_Texte fourni:_
»»
Parmi d’autres activités et projets, Jama, vous êtes le fondateur et directeur de l’Hargeysa International Book Fair (HIBF). Quel est votre parcours ?
Jama Musse Jama. Ma formation se situe dans le domaine des mathématiques mais ma véritable passion est de soutenir la littérature, de promouvoir l’éducation et les droits de l’homme et, plus important, de préserver le patrimoine culturel somali.
Tout au long de ma vie, j’ai essayé de faire cela de différentes manières. J’ai créé la fondation Redsea-Culture liée à l’éditeur Ponte Invisibile. Mon premier objectif alors était d’encourager la culture et l’écriture créative au sein de la société somalie, l’accompagner dans cette phase de transition d’une société orale à une société de l’écrit et, une fois de plus, de promouvoir les droits de l’homme. C’est ainsi que j’ai publié mes propres travaux, parmi lesquels A note on « My Teachers’ Group »: News report of an injustice, qui raconte l’histoire véritable d’un groupe de jeunes professionnels, y compris mes propres enseignants, qui furent arrêtés entre novembre 1981 et janvier 1982 à Hargeysa pour avoir fait du volontariat à l’Hargeysa Group Hospital. En 2007, quand le gouvernement somalilandais a interdit ShuraNet, une organisation œuvrant pour les droits de l’homme, j’ai réagi en publiant Gobannimo bilaash mâcha (La liberté n’est pas libre). Mon intention étant de contribuer à diffuser une prise de conscience et d’expliquer la signification de l’article 31 de la Constitution somalilandaise qui « garantit le droit fondamental à la liberté d’expression et rend illégal tout acte visant à contrôler la presse et les médias ».
Depuis 2008, j’ai édité vingt ouvrages, dont dix ont été écrits par des auteurs n’ayant jamais publié, ainsi que sept magazines. La même année, j’ai lancé l’Hargeysa International Book Fair qui, sept années plus tard, a donné lieu à la création de l’Hargeysa Cultural Centre, maison permanente pour la littérature, les arts et la culture au Somaliland.

D’après les comptes-rendus enthousiastes que j’ai lus à travers les réseaux sociaux, la dernière édition de l’HIBF a été un énorme succès. Comment avez-vous été amené à créer ce festival ?
J’adore les livres, c’est un fait, mais quand je suis revenu au Somaliland en 2007, j’ai réalisé qu’ils n’y circulaient pas. Or, je souhaitais que mon livre Gobannimo bilaash mâcha, fraîchement publié et portant sur la liberté d’expression en tant que droit humain de base, puisse trouver sur place son lectorat.
Au départ, je n’avais pas pensé ce festival comme un événement annuel. Mais en le mettant sur pied, j’ai réalisé que c’était la première fois que la jeunesse somalilandaise et les communautés locales avaient accès à des livres et pouvaient jouir et apprécier la magie de la littérature. Ce fut un choc pour moi car je pensais que c’était là un droit fondamental.
««
_Questions à traiter:_
• A. Traduisez en anglais cette phrase de l'entretien sur la foire du livre de Hargeysa : « Au départ, je n’avais pas pensé ce festival comme un événement annuel. »
• B. Prolongez l'entretien sur la foire du livre de Hargeysa à la suite de sa dernière phrase.
Les lignes ci-dessous proviennent d'une autre source que le texte.

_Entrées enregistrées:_
»»
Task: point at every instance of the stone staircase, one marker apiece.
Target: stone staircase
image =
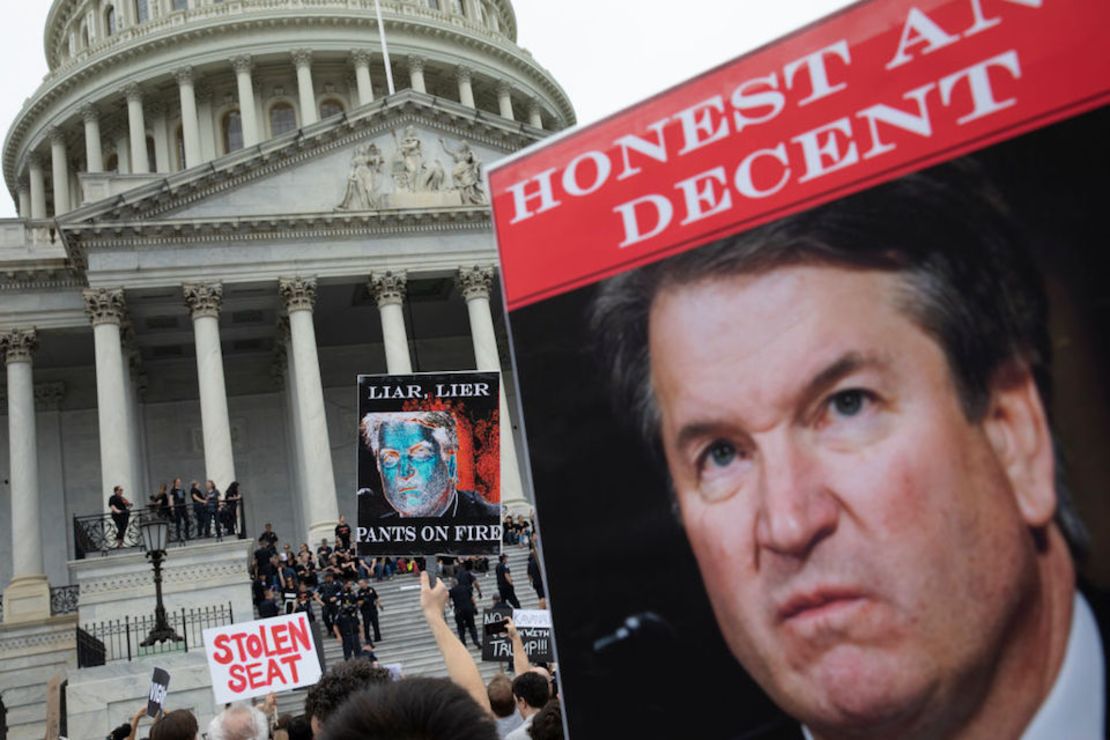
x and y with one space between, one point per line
405 637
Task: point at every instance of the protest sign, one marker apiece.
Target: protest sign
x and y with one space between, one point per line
429 464
677 276
254 658
159 687
535 629
496 647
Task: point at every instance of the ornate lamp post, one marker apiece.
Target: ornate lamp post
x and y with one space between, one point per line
155 530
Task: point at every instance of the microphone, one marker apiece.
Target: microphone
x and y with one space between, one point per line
642 625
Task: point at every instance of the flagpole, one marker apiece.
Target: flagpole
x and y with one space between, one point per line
385 50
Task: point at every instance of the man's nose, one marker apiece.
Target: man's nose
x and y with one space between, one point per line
797 509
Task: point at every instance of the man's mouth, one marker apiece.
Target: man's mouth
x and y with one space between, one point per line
821 601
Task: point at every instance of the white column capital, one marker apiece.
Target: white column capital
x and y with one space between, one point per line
18 345
132 92
389 287
475 282
183 74
299 293
104 305
242 63
203 298
302 58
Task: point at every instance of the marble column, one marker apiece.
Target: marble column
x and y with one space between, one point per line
300 295
93 151
535 118
59 168
306 95
106 308
246 105
463 73
204 301
475 283
361 60
28 596
505 100
416 73
137 130
38 185
190 124
389 290
24 200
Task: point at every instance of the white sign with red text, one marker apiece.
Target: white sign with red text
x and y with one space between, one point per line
254 658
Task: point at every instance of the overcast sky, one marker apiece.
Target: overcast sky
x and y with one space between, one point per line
605 53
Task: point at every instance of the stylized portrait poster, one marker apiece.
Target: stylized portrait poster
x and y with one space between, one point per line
818 340
429 464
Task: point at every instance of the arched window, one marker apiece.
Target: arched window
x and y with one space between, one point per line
179 141
232 128
282 119
330 108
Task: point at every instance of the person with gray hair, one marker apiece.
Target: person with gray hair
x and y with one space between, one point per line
239 722
416 457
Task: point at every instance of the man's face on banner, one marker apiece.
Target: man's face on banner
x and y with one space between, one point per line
866 548
416 478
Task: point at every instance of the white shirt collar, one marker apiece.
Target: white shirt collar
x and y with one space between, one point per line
1076 706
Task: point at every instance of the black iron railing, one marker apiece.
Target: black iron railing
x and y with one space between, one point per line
119 639
101 533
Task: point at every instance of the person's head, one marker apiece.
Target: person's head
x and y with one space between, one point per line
179 725
500 691
411 709
415 454
239 722
336 686
850 406
547 723
531 691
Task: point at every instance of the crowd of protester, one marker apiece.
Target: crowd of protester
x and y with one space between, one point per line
357 699
214 514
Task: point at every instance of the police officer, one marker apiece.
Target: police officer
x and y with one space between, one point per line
346 629
330 594
369 604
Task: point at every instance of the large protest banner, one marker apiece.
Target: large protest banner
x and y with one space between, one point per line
254 658
735 311
429 464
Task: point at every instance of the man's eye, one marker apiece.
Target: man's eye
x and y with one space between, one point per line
848 403
720 454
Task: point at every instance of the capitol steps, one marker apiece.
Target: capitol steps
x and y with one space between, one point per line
405 637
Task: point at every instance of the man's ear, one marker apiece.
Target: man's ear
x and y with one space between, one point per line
1017 427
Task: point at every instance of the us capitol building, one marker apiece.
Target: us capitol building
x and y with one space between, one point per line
224 218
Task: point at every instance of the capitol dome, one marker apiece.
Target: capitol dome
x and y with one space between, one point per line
141 87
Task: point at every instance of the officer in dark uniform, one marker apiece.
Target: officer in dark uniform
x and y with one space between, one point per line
369 604
330 594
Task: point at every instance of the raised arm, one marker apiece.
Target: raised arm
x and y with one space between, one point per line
461 666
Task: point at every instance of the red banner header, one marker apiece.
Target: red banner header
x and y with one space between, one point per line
870 93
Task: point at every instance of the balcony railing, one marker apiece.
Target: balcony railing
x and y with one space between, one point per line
102 533
120 639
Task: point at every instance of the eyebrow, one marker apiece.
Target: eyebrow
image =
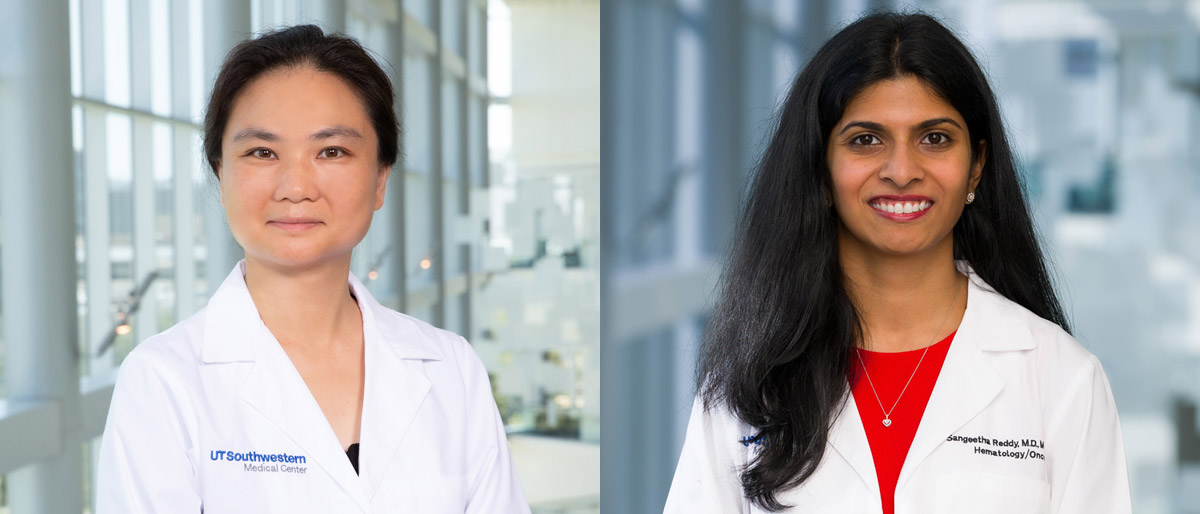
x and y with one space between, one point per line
334 131
923 125
255 133
324 133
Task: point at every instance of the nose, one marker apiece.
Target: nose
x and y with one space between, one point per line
903 167
297 181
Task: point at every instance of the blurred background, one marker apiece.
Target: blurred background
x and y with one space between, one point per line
1102 99
111 227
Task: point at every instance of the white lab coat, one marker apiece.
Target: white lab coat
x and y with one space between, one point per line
191 405
1012 383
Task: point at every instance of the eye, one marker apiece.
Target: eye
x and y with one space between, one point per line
333 153
864 139
936 139
261 153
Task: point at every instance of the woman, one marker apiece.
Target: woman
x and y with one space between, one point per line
887 338
294 390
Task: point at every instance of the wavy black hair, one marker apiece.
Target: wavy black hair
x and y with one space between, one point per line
779 341
297 47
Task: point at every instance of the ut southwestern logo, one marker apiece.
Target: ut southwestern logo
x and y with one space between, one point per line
270 462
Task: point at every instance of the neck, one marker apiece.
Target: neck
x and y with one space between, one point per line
309 308
905 303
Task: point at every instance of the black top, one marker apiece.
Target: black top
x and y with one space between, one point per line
353 454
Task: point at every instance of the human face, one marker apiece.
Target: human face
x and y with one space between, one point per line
300 175
901 166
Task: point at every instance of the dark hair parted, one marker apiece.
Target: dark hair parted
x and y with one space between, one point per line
298 47
779 341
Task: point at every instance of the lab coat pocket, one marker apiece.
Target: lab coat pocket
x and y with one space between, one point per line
990 494
435 495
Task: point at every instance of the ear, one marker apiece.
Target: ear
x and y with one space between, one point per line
382 185
977 166
220 184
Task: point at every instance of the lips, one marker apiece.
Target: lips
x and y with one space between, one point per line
900 208
295 222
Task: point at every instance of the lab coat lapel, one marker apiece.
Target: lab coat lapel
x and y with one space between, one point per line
849 437
233 332
967 382
276 390
395 388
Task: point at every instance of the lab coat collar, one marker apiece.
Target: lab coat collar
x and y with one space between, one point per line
231 311
395 384
966 384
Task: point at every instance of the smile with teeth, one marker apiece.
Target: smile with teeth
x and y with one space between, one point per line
900 207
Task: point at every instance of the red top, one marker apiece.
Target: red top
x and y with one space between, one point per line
889 372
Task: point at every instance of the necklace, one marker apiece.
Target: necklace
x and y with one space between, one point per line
887 413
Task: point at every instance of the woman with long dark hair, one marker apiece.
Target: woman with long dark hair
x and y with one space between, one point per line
887 336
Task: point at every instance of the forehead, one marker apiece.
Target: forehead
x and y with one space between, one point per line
903 101
298 101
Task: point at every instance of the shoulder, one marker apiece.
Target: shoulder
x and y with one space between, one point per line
442 350
174 352
1060 360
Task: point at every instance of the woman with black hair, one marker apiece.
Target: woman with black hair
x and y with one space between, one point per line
887 338
294 390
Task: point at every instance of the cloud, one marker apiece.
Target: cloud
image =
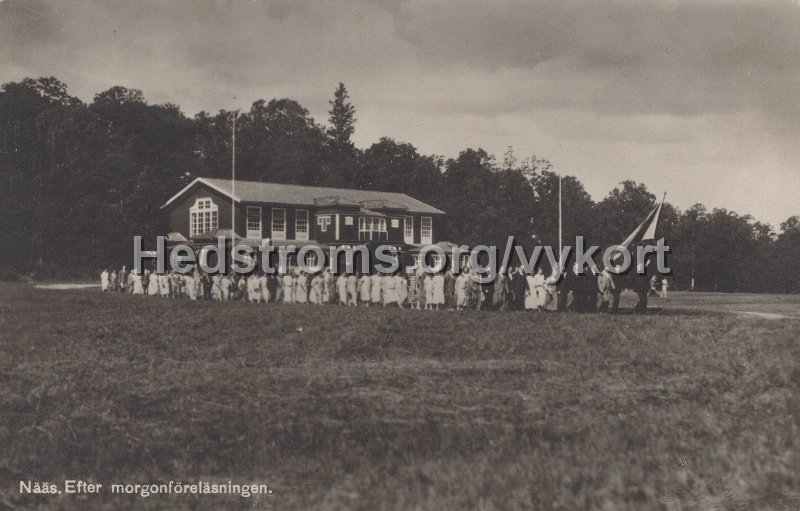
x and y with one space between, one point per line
696 97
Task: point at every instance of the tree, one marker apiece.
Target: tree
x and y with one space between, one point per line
398 167
342 119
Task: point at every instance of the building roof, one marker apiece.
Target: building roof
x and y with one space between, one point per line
257 191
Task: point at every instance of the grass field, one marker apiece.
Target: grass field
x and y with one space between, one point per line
695 406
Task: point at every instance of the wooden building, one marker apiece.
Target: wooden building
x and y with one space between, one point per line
300 215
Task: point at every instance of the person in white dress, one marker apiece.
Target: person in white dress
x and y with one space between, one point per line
327 286
253 289
190 285
138 288
388 290
163 285
288 288
375 288
317 288
262 284
341 289
300 286
462 285
539 289
427 288
226 285
364 287
352 290
401 289
438 290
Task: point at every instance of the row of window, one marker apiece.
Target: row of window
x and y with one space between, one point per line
204 217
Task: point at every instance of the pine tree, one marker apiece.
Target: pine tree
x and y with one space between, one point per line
342 119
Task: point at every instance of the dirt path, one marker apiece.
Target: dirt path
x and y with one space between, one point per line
65 286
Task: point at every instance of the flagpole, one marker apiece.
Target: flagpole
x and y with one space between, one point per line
560 232
233 180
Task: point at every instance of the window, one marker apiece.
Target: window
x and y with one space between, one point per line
203 217
253 222
301 224
372 229
278 223
311 262
426 230
408 230
323 222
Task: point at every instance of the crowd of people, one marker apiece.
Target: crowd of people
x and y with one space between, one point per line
511 290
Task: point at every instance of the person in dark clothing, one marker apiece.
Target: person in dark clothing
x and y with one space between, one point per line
518 286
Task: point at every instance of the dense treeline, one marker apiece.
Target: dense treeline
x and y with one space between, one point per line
79 180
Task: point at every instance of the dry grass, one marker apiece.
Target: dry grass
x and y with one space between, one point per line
394 409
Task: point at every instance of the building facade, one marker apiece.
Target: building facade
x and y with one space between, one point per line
298 214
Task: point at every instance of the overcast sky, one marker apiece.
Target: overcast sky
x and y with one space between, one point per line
700 99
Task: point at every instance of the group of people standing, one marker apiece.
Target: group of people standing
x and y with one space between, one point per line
511 290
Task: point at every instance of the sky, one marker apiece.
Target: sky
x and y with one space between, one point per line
699 99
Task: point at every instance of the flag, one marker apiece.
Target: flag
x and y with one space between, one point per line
646 231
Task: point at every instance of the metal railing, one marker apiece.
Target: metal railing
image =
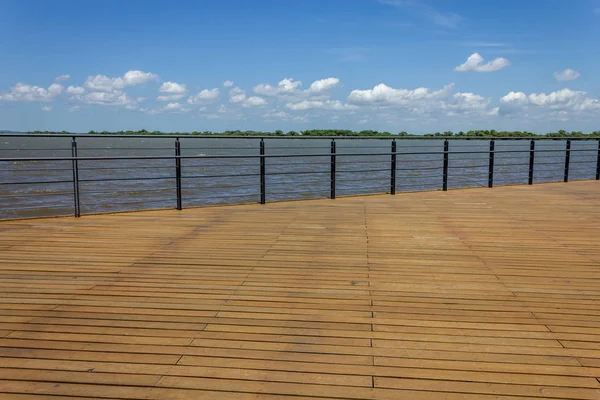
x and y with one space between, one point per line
273 166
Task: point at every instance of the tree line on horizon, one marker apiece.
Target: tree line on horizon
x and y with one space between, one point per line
346 133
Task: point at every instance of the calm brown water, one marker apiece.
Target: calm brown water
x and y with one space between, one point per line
44 188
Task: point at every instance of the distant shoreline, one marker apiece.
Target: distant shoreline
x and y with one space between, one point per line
332 133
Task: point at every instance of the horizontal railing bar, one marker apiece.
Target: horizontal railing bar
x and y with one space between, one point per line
125 168
188 166
271 155
297 192
220 196
294 182
126 179
339 171
307 137
39 207
120 203
550 163
215 176
38 169
36 194
418 169
269 164
125 190
34 149
83 148
296 172
34 183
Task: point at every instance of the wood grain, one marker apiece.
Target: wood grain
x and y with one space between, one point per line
466 294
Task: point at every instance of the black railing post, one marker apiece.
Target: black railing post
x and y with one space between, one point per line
598 163
75 164
567 160
393 171
332 188
178 171
531 160
445 178
491 168
263 194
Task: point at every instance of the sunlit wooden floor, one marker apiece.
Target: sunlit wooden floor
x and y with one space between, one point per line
468 294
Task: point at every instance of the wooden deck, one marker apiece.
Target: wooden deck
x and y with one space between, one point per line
468 294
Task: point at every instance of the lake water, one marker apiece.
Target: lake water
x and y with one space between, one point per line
45 188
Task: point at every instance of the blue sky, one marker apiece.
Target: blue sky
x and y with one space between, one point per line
412 65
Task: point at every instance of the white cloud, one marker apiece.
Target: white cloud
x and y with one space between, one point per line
317 104
176 91
173 106
237 95
254 101
475 63
301 118
137 77
383 94
169 108
171 97
420 101
24 92
172 87
282 115
206 96
285 86
323 85
566 75
102 83
115 98
565 101
75 90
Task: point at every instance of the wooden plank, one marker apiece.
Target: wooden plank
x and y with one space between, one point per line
466 294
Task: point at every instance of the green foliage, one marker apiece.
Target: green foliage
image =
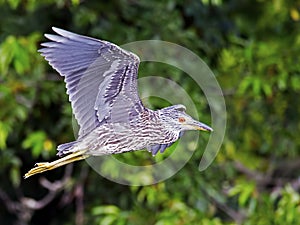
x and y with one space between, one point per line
253 48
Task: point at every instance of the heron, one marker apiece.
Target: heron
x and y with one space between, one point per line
101 82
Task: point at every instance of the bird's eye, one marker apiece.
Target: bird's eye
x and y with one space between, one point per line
181 119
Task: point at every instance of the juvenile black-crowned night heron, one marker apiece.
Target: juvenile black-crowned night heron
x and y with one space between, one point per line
101 81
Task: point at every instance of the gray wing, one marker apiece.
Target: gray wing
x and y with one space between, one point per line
101 78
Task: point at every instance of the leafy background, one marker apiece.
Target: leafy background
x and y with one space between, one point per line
253 48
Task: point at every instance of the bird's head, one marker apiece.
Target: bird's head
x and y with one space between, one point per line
176 118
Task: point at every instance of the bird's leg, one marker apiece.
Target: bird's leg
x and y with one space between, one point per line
44 166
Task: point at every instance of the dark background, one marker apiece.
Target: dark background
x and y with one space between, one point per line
253 48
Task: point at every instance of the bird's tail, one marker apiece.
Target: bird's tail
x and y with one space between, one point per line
44 166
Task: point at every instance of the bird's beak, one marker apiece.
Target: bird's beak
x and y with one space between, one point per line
201 126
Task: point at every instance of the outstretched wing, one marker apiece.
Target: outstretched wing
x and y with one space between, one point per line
101 78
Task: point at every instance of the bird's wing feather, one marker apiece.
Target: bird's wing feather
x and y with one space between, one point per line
99 77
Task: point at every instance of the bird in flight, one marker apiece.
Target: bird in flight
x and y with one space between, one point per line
101 81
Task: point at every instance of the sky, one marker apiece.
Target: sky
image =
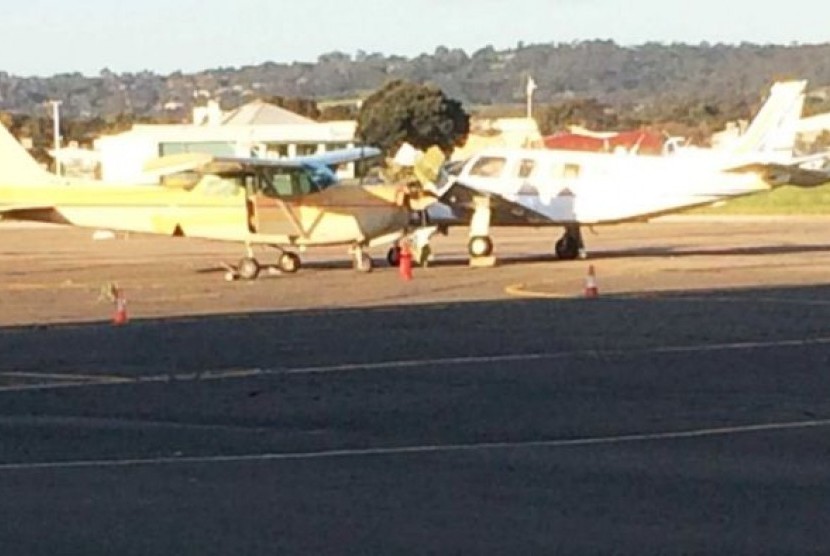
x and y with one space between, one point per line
47 37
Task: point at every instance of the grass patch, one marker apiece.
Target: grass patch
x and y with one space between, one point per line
786 200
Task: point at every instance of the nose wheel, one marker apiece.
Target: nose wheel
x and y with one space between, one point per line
480 246
289 262
248 268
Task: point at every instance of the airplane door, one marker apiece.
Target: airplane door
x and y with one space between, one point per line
270 206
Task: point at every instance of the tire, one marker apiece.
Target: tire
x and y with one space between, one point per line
248 268
480 246
289 262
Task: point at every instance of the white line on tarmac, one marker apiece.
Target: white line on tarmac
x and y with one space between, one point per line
423 449
229 374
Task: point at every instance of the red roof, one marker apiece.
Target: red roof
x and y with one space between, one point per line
646 142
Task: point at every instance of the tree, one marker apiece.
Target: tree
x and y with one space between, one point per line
402 111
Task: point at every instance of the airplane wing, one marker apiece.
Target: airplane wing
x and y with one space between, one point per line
462 201
171 164
29 213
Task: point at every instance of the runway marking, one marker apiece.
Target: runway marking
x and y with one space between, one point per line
228 374
519 290
423 448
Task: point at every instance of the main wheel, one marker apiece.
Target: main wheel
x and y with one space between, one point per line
393 256
363 263
248 268
567 248
289 262
480 246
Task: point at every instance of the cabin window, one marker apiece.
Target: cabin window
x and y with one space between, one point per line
526 166
488 167
566 171
288 183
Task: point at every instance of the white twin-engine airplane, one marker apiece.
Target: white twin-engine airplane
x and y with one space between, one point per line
539 187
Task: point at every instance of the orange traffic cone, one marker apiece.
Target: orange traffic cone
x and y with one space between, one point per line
120 316
405 262
591 289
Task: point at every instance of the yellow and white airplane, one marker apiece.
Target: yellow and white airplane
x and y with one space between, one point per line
541 187
285 204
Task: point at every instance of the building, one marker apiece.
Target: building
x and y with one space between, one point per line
257 129
499 132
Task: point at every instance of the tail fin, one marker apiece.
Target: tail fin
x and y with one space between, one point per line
773 130
16 165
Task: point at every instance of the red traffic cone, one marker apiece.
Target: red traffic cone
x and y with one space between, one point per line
591 289
405 262
120 316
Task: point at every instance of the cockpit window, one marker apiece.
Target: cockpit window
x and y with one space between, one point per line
287 182
488 167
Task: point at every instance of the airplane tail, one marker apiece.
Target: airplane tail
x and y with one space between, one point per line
772 132
16 165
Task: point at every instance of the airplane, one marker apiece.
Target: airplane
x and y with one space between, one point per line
286 204
571 189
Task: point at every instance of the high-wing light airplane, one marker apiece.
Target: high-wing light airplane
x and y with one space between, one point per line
284 204
540 187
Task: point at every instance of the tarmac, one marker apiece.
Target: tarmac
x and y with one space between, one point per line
469 411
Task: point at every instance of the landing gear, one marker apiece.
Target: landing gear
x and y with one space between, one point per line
248 268
570 246
393 256
289 262
480 246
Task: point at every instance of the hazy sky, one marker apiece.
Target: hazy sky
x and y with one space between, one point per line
44 37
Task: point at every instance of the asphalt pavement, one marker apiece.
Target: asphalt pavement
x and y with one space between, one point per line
684 411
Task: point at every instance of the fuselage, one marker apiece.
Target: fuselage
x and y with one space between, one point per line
564 187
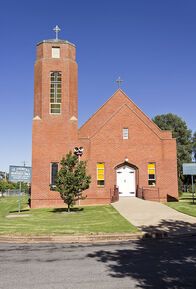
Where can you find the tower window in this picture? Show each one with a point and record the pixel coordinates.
(151, 174)
(125, 133)
(55, 92)
(55, 52)
(100, 174)
(53, 173)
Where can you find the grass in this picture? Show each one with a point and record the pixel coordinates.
(86, 220)
(185, 205)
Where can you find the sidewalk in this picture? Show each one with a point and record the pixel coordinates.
(155, 218)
««
_Vos réponses écrites:_
• A. At first, I had not conceived of this festival as an annual event.

• B.
Ainsi, j’ai cherché à combler ce vide, fut-ce de manière temporaire, une fois par an. Depuis, j’ai essayé chaque année de l’améliorer, de le développer, de le rendre plus inclusif et d’étendre ce que j’étais en train de proposer aux Somalilandais. Aujourd’hui, l’Hargeysa International Book Fair est devenu le principal événement culturel dans le pays et l’une des plus grandes manifestations célébrant la littérature en Afrique de l’Est. Je souhaitais que les gens, et particulièrement les jeunes gens, développent une culture de la lecture et de l’écriture : j’ai encouragé cela en ciblant et en soutenant les écrivains somalis (Cabdillahi Cawed Cige avec Ladh ; Ahmed Ibrahim Awale avec Qaylo-dhaandeegaan, Siciid Jaama Xuseen avec Shufbeel, Mohamed Barud Ali avec The mourning tree: An autobiography and memoir of prison, etc.) en publiant de la littérature somalie de haute qualité, ainsi qu’en traduisant en somali des classiques de la littérature internationale (fiction, poésie et théâtre).
Désormais, de la part du public, on planifie et on attend avec impatience l’ouverture du festival, quant à nous, nous invitons des écrivains, des poètes et des intellectuels – somalilandais ou venant du monde entier – pour partager et discuter publiquement leurs créations.

Comment le festival a-t-il évolué au fil des ans ?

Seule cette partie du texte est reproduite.